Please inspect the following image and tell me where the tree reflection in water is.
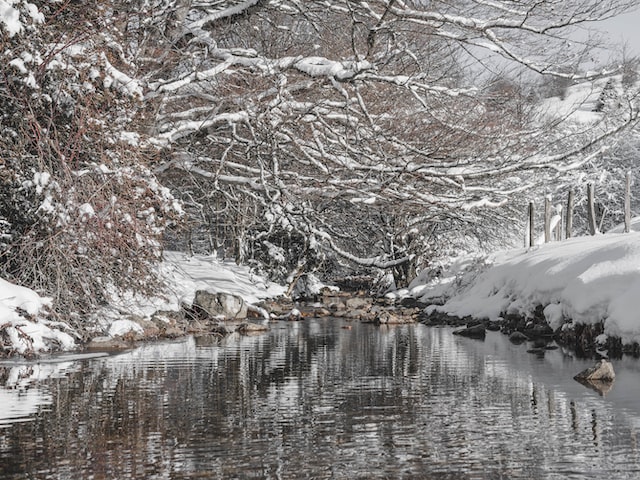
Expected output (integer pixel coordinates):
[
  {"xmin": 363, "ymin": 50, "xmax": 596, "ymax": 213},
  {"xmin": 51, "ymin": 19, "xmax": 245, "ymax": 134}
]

⁂

## SET PROBLEM
Write out every line of the records above without changing anything, and leave the pictures out.

## RESPONSE TO THIS EXERCISE
Please inspect the following image and tell me where the tree reflection in water is.
Expected output (integer pixel coordinates):
[
  {"xmin": 363, "ymin": 50, "xmax": 596, "ymax": 213},
  {"xmin": 51, "ymin": 19, "xmax": 245, "ymax": 134}
]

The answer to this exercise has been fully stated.